▸ Podany tekst:
====================
Ja też straciłam dziecko

Przemysław Kucharczak

|

Gość Katowicki 19/2022

publikacja 12.05.2022 00:00

Ledwie został zniesiony obowiązek noszenia maseczek, pielgrzymi wrócili do sanktuarium w Turzy Śląskiej. Na znanych nawet za granicą Nocach Pokuty i Wynagrodzenia jest ich coraz więcej, ostatnio nie mieścili się już w kościele.

Obraz, który przykrywa wizerunek patronki świątyni, wiąże się z lokalną opowieścią. Obraz, który przykrywa wizerunek patronki świątyni, wiąże się z lokalną opowieścią.
Przemysław Kucharczak /Foto Gość

Kościół w Turzy Śląskiej jest pierwszą w Polsce świątynią wzniesioną pod wezwaniem Matki Bożej Fatimskiej. Powstał w latach 1947−1948, w 30. rocznicę objawień Maryi trojgu portugalskim dzieciom.
====================
▸ Wyciągnięte dane:
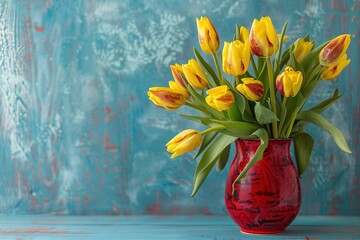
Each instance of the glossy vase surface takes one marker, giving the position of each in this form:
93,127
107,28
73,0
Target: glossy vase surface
268,199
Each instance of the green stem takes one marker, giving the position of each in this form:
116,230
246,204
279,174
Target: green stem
292,121
237,81
254,66
283,105
217,68
272,96
216,128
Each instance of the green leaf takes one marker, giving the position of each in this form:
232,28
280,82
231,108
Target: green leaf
223,158
280,46
303,145
236,128
264,140
209,159
207,139
206,68
293,106
264,115
317,119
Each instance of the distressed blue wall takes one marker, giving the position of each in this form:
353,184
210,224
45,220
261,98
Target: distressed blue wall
78,135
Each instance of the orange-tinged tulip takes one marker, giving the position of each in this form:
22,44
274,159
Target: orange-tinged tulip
176,71
220,98
236,57
302,48
334,50
178,87
166,97
252,89
331,72
208,37
194,75
263,38
289,82
184,142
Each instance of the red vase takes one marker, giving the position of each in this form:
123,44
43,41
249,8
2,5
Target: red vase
268,199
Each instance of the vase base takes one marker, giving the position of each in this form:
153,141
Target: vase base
260,232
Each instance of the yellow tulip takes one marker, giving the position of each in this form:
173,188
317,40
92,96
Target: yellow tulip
302,48
176,71
166,97
289,82
208,37
236,57
331,72
285,38
244,34
263,38
194,75
252,89
220,98
178,87
184,142
334,50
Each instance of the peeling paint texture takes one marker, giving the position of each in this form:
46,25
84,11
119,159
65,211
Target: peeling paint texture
79,136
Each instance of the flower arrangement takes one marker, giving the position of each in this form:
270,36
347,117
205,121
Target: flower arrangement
264,99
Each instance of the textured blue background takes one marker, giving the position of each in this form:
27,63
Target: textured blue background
79,136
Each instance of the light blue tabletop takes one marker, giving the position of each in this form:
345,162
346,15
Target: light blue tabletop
166,227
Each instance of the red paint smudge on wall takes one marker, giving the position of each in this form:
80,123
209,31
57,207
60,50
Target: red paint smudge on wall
39,28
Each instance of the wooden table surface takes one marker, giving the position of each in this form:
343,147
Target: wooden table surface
50,227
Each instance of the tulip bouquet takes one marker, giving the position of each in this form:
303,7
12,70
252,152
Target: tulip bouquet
260,93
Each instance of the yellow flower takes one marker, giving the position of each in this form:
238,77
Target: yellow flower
166,97
220,98
263,38
289,82
302,48
236,57
244,34
252,89
334,50
194,75
285,38
176,71
178,87
331,72
184,142
208,37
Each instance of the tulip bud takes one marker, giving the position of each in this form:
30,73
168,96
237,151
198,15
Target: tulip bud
244,34
184,142
333,71
178,87
289,82
252,89
166,97
263,38
334,50
208,37
220,98
176,71
236,57
194,75
302,48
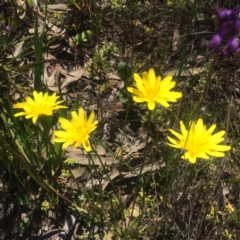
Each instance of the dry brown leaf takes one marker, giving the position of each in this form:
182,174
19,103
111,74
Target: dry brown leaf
82,159
59,7
73,76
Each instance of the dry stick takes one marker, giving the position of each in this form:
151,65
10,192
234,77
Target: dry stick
194,115
36,179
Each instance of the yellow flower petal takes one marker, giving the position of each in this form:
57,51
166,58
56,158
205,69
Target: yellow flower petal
198,141
38,106
152,90
77,130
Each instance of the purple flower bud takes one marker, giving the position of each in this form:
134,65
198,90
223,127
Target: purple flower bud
237,25
215,42
232,46
6,28
228,14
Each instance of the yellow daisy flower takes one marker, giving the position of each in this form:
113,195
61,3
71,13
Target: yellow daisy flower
152,89
198,141
39,105
77,130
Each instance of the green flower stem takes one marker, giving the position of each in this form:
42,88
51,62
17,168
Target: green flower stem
208,82
141,169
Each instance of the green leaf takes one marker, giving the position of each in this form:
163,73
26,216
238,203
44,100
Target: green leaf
124,71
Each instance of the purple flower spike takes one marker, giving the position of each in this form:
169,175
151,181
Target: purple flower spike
228,14
232,46
237,25
6,28
215,42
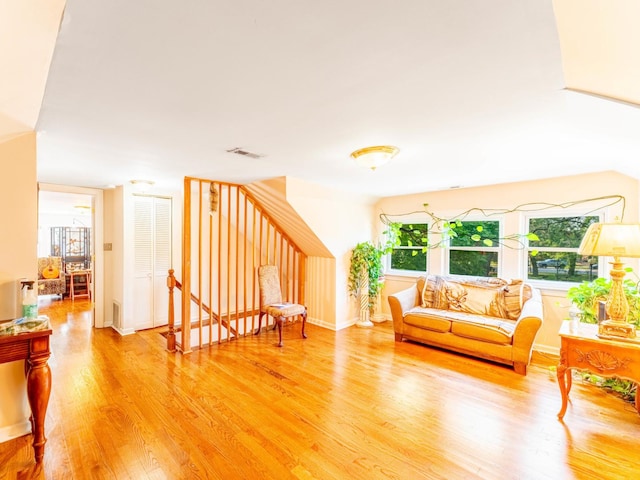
====================
▸ Zadanie 1:
Odpowiedz krótko na pytania do tekstu o sanktuarium w Turzy Śląskiej:
(a) Kiedy pielgrzymi wrócili do tego sanktuarium?
(b) Pod jakim wezwaniem wzniesiono kościół w Turzy Śląskiej?
(c) W jakich latach powstał ten kościół?
▸ Zadanie 2: Kontynuuj tekst o sanktuarium w Turzy Śląskiej od ostatniego zdania.

▸ Odpowiedź 1:
(a) Ledwie został zniesiony obowiązek noszenia maseczek.
(b) Pod wezwaniem Matki Bożej Fatimskiej.
(c) W latach 1947−1948.

▸ Odpowiedź 2:
Przed rozpoczęciem jego budowy mieszkańcy tej wsi pod Wodzisławiem Śląskim nie byli zgodni co do wyboru patrona. Wezwanie Matki Bożej Fatimskiej zaproponował pierwszy proboszcz ksiądz Ewald Kasperczyk. Widać ta myśl została mu podpowiedziana z góry, bo ludzie niespodziewanie przyjęli ją z entuzjazmem.

Wcześniej jednak ten charyzmatyczny proboszcz urzeczywistnił dzieło ważniejsze niż samo wznoszenie świątyni: doprowadził do wielkiego pojednania całej wsi. Ludzie stanęli na pustym jeszcze placu budowy, chwycili się za ręce i powiedzieli na głos, że sobie przebaczają.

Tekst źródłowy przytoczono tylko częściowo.